*EXTRACT*
===
Health utility data will be collected at baseline and follow-ups 2 and 3. The 5-item EuroQol-5D (EQ-5D-5L) will be used, which is a standardised measure of health status developed specifically for economic evaluation and is suitable for cancer patients. It has shown acceptable internal consistency (Cronbach’s α=0.71), test-retest reliability (kappa=0.7), convergent validity (r>0.49), discriminant validity and responsiveness (47, 48).
Patient health care costs will be reported by patients at follow-ups 2 and 3. These include out-of-pocket expenses for all medical services, as well as costs for travel, accommodation and income lost from interrupted employment. The Patient Costs Questionnaire (PCQ) is purpose-built for Australian men with prostate cancer (49) and includes items such as general practice and specialist visits, counselling and support services, as well as sexual and incontinence aids. Follow-up 3 will also include the COST-FACIT questionnaire (50) capturing financial hardship and additional questions used previously by men with prostate cancer relating to early retirement and financial situation.
At the end of the data collection period, Medicare data on all services and medicines for all consenting participants will be accessed. With this data, the types and dollar amounts exchanged for health services, community services and medicines for prostate cancer and other diseases will be assessed, including medical services for privately-insured patients. The main economic outcome will be incremental cost per quality-adjusted life year for the Navigate tool versus usual care. Methods for this economic evaluation will be governed by standardised guidelines in modelling studies and economic evaluations (51, 52).
===
*DATASET EXCERPTS*
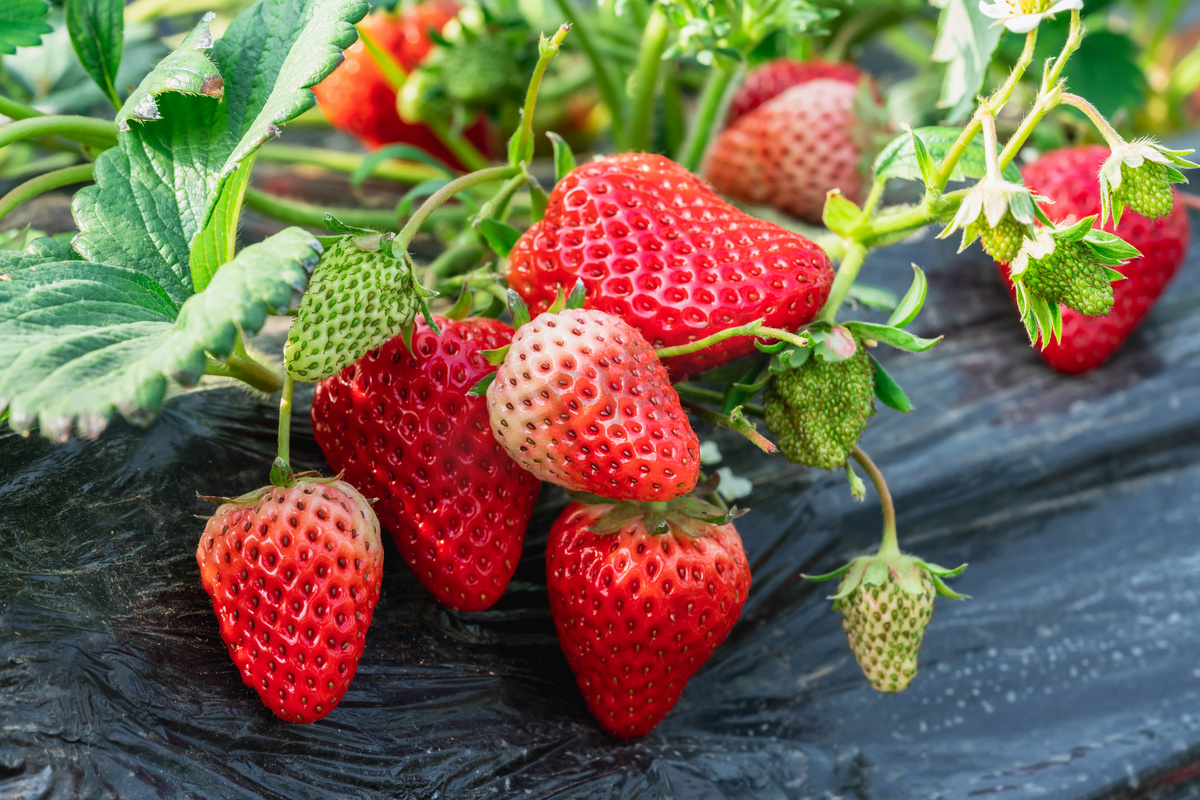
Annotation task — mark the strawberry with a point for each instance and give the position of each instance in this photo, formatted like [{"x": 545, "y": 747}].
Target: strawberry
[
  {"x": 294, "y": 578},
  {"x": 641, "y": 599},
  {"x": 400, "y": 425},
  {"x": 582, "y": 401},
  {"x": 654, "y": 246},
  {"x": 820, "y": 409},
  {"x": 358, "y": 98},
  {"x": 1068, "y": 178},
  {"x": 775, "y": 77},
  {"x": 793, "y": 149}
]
===
*REQUIREMENT 1*
Say whether each statement agrees with the passage on health utility and cost data, answering yes or no and quoting the deciding words of the passage.
(a) Health utility data will be gathered at baseline and at follow-ups 2 and 3.
(b) The COST-FACIT questionnaire will be given at follow-up 2.
(c) Medicare data will be accessed only for privately-insured patients.
*REQUIREMENT 2*
Please go on with the passage on health utility and cost data, starting after its final sentence.

*ANSWER 1*
(a) Yes: "Health utility data will be collected at baseline and follow-ups 2 and 3."
(b) No: "Follow-up 3 will also include the COST-FACIT questionnaire (50)"
(c) No: "Medicare data on all services and medicines for all consenting participants will be accessed."

*ANSWER 2*
Web analytics sub-study
Website analytics will be used to indicate: preferred modes of interaction; which aspects users (participants) find most engaging; and how users prefer to access information on the Navigate website. This provides indicative answers to specific questions, such as how comprehensively users consume the information regarding the different management options before submitting preferences on decisions. Analysis of user behaviour may lead to a better understanding of the effectiveness of the decision tool, as well as potentially identifying areas for improvement. Planned data capture includes: click information; pages visited; time spent on each page; information viewed and/or downloaded; and values clarification exercise responses. Since data is associated with user ID, behaviours can be linked to demographic characteristics such as age, sexual orientation, or user type (i.e. patient or partner).
Analysis will be restricted to the intervention group of the randomised study since the focus of this sub-study is the characteristics and effectiveness of the web-based decision tool. Effects to be investigated include informational value of pages (determined by number of visits and time spent), as well as complex behavioural effects such as the amount of information consumed before coming to decisions. Variance across demographic sub-groups will be measured using appropriate statistical metrics (e.g., ANOVA, chi-squared) to determine demographic-based preferences. Data mining techniques (e.g., association-rule mining) will be applied to attempt to determine other associations between behaviour characteristics (e.g., consuming certain information leading to certain decisions and/or outcomes).